* **SOURCE EXTRACT**
━━━━━━━━━━━━━━━━━━━━
It is too large to send to Milvus in a single insert statement, but sending data rows one at a time would create unnecessary network traffic and add too much time. So, create batches (e.g., 5,000 rows) of data to send to Milvus: (You can play with the batch size to suit your individual needs and preferences.)

# Loop counter for batching and showing progress
j = 0
batch = []

for movie_dict in movies_dict:
    try:
        movie_dict["embedding"] = embed_movie(movie_dict)
        batch.append(movie_dict)
        j += 1
        if j % 5 == 0:
            print("Embedded {} records".format(j))
            collection.insert(batch)
            print("Batch insert completed")
            batch=[]
    except Exception as e:
        print("Error inserting record {}".format(e))
        pprint(batch)
        break

collection.insert(movie_dict)
print("Final batch completed")
print("Finished with {} embeddings".format(j))

Recommend New Movies Using Milvus

# load collection memory before search
collection.load()
━━━━━━━━━━━━━━━━━━━━
* **TASK LIST**
- A) Check each statement against the Milvus walkthrough and answer yes or no, quoting the words of the walkthrough that decide it. (i) The walkthrough gives 5,000 rows as an example batch size. (ii) The walkthrough recommends sending data rows to Milvus one at a time. (iii) The collection is loaded into memory before a search.
- B) Translate this sentence from the Milvus walkthrough into Spanish: "You can play with the batch size to suit your individual needs and preferences."
- C) Carry on the Milvus walkthrough from the last line shown.

[Excerpts of pointing data]
━━━━━━━━━━━━━━━━━━━━
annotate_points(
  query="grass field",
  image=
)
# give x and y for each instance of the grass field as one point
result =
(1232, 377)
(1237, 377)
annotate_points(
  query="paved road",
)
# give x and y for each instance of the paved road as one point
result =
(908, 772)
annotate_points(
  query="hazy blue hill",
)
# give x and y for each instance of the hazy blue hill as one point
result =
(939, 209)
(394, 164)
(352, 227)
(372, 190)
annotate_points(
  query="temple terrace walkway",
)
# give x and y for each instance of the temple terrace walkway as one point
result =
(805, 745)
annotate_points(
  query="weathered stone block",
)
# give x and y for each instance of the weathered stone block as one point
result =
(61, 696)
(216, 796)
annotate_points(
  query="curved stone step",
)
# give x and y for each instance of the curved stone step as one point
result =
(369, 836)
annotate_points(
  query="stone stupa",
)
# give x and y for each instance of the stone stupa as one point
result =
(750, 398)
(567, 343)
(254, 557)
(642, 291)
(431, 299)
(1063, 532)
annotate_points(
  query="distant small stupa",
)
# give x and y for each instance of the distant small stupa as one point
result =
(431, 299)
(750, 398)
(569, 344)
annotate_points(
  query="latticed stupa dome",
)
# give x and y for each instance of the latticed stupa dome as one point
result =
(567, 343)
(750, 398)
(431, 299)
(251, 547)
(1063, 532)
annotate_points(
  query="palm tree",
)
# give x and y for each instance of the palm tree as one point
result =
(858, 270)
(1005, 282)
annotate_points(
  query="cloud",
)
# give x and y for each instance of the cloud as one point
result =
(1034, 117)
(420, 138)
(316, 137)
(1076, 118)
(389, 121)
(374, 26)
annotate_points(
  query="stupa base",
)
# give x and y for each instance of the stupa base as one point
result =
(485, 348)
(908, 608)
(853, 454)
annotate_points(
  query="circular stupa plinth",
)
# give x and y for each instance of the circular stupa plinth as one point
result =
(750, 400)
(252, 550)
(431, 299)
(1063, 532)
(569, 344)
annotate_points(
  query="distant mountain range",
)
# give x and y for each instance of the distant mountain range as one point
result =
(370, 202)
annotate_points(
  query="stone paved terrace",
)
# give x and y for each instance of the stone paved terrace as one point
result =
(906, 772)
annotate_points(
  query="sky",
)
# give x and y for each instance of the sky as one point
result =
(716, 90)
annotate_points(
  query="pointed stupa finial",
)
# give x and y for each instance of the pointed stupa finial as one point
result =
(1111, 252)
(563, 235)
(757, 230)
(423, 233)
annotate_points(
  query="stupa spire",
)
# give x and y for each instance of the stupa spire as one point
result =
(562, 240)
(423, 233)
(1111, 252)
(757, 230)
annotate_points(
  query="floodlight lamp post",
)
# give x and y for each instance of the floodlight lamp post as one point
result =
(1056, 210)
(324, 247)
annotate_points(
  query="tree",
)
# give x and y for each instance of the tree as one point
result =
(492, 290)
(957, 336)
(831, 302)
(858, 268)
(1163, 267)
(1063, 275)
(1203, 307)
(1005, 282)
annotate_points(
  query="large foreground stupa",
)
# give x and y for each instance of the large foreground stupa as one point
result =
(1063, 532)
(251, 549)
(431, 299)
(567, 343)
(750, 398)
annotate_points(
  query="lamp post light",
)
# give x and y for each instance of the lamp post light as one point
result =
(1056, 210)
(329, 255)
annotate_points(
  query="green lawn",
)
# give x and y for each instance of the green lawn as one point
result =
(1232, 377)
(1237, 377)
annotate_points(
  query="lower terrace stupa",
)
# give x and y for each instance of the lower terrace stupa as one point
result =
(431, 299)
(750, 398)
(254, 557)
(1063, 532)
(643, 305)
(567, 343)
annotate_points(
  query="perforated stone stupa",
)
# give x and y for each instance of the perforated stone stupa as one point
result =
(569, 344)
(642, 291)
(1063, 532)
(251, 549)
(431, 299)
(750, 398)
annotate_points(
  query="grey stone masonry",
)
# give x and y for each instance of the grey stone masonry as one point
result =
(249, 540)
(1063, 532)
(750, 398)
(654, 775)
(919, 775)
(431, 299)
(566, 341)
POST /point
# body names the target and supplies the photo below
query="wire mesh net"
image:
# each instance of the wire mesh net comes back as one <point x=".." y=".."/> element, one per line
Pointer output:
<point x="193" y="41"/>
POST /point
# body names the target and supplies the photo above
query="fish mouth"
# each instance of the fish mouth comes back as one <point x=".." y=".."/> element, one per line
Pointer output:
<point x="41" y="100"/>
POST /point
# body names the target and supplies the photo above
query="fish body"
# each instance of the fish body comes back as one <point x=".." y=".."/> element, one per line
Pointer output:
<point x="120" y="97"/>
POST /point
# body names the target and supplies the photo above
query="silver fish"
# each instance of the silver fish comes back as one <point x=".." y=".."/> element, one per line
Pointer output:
━━━━━━━━━━━━━━━━━━━━
* **ANSWERS TO THE PROBLEMS**
- A)
(i) Yes: "create batches (e.g., 5,000 rows) of data to send to Milvus"
(ii) No: "sending data rows one at a time would create unnecessary network traffic and add too much time"
(iii) Yes: "# load collection memory before search"

- B) Puede experimentar con el tamaño del lote para adaptarlo a sus necesidades y preferencias individuales.

- C)
# Set search parameters
topK = 5
# metric_type as L2 (squared Euclidean) that calculates the distance between two vectors and 
# nprobe that indicates the number of cluster units to search.
SEARCH_PARAM = {
    "metric_type":"L2", 
    "params":{"nprobe": 20},
}

# convert search string to embeddings
def embed_search(search_string):
    search_embeddings = transformer.encode(search_string)
    return search_embeddings

# search similar embeddings for user's query
def search_for_movies(search_string):
    user_vector = embed_search(search_string)
    return collection.search([user_vector],"embedding",param=SEARCH_PARAM, limit=topK, expr=None, output_fields=['title', 'overview'])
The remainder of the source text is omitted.